Repris à partir d'un article de la Voix de la Haute-Marne / Propos recueillis par Bertrand Puysségur 27.08.10
La Phrase « L’argile contient de l’eau qui arrivera à lécher les déchets ».
Selon la physicienne Monique Sené, il n’est pas possible de prévoir le comportement de l’eau dans l’argile de Bure. La chercheuse donnera une conférence ce samedi 28 août sur les déchets nucléaires. Beaucoup de questions restent donc encore en suspens.
Déchets nucléaires - Bure : "Il est prématuré d'enfouir"
Présidente du Groupement de scientifiques pour l’information sur l’énergie nucléaire, la physicienne Monique Sené donnera une conférence ce samedi 28 août sur les déchets nucléaires, non loin du site de Bure. Selon cette ancienne chercheuse au CNRS, les études en cours ne permettent pas d’entrevoir une solution d’enfouissement définitive.
Voix de la Haute-Marne : Quel sera le thème de votre intervention ?

● Données fournies:

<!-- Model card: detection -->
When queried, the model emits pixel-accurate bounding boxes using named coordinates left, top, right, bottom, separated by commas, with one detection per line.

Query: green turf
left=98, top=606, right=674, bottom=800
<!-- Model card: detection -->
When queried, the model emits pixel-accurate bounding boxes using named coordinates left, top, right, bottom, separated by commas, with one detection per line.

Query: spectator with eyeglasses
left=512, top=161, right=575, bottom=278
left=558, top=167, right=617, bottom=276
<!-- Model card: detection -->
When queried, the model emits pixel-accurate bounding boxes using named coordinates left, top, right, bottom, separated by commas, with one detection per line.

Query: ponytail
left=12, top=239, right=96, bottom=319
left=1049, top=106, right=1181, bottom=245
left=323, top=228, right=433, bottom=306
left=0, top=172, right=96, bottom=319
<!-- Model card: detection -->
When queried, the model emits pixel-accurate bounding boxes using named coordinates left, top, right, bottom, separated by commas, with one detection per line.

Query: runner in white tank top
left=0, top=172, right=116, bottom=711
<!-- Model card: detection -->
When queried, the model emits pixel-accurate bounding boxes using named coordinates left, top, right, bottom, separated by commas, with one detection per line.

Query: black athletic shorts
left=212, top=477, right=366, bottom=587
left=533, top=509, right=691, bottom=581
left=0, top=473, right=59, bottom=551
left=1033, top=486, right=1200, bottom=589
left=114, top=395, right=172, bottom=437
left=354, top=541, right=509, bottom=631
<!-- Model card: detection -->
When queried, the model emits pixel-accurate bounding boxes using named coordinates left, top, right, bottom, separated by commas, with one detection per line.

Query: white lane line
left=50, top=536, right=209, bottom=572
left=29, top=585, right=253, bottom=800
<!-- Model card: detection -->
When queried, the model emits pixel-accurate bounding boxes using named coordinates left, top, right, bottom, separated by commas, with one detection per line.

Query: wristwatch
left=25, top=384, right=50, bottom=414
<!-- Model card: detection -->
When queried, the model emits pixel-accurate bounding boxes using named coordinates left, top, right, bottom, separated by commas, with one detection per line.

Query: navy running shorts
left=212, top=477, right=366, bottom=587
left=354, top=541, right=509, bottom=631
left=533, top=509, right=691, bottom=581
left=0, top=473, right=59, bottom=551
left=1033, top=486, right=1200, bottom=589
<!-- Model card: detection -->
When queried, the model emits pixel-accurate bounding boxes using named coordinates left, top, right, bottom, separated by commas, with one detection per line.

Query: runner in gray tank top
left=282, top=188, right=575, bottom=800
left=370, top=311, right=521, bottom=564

● Consignes de l'exercice:
A - Recopiez le passage de l'article sur les déchets de Bure qui commence par « Selon la physicienne » et se poursuit jusqu'à « solution d’enfouissement définitive. ».
B - Prolongez l'article sur les déchets de Bure en reprenant après sa dernière phrase.

● Résultats par tâche:
A -
Selon la physicienne Monique Sené, il n’est pas possible de prévoir le comportement de l’eau dans l’argile de Bure. La chercheuse donnera une conférence ce samedi 28 août sur les déchets nucléaires. Beaucoup de questions restent donc encore en suspens.
Déchets nucléaires - Bure : "Il est prématuré d'enfouir"
Présidente du Groupement de scientifiques pour l’information sur l’énergie nucléaire, la physicienne Monique Sené donnera une conférence ce samedi 28 août sur les déchets nucléaires, non loin du site de Bure. Selon cette ancienne chercheuse au CNRS, les études en cours ne permettent pas d’entrevoir une solution d’enfouissement définitive.

B -
Monique Sené. Ce seront quelques réflexions sur le devenir des déchets nucléaires. Bure est concerné par les HAVL, les déchets à vie longue et hautement radioactifs mais un nouveau centre de stockage est prévu également pour les FAVL de faible activité et à vie longue. J’aborderai la question de la réversibilité, du coût et de l’inventaire des déchets. Il faut savoir que cet inventaire est prévu jusqu’en 2020, après on ne sait pas la quantité que l’on produira.
Ce qui est sûr, c’est qu’à Bure, on ne pourra pas enfouir avant 50 ans pour un certain nombre de colis parce ce qu’ils sont trop chauds. Il y aura donc un entreposage en surface. Les quantités prévisibles de déchets sont difficiles à déterminer, tout cela repose quand même sur la production d’énergie de deux EPR et de 58 réacteurs.
Donc Bure ne sera pas suffisant…
C’est possible que Bure ne soit pas suffisant pour accueillir tous les déchets.
Faut-il privilégier l’enfouissement en profondeur ?
Il est prématuré d’enfouir à cause de la géologie. Nous n’avons pas de données suffisantes. De plus avec la question de la « réversibilité », on ne creuse pas de la même façon, cela demande beaucoup d’études qu’on n’a toujours pas. Nous sommes sur des échelles de temps qui ne sont pas humaines. Pour faire descendre la température des émetteurs alpha à vie moyenne de 400° C à 100° C, il faut 70 à 150 ans. Quant à l’uranium ou au plutonium, ce sont des centaines de milliers d’années…
Mais existe-t-il d’autres solutions ?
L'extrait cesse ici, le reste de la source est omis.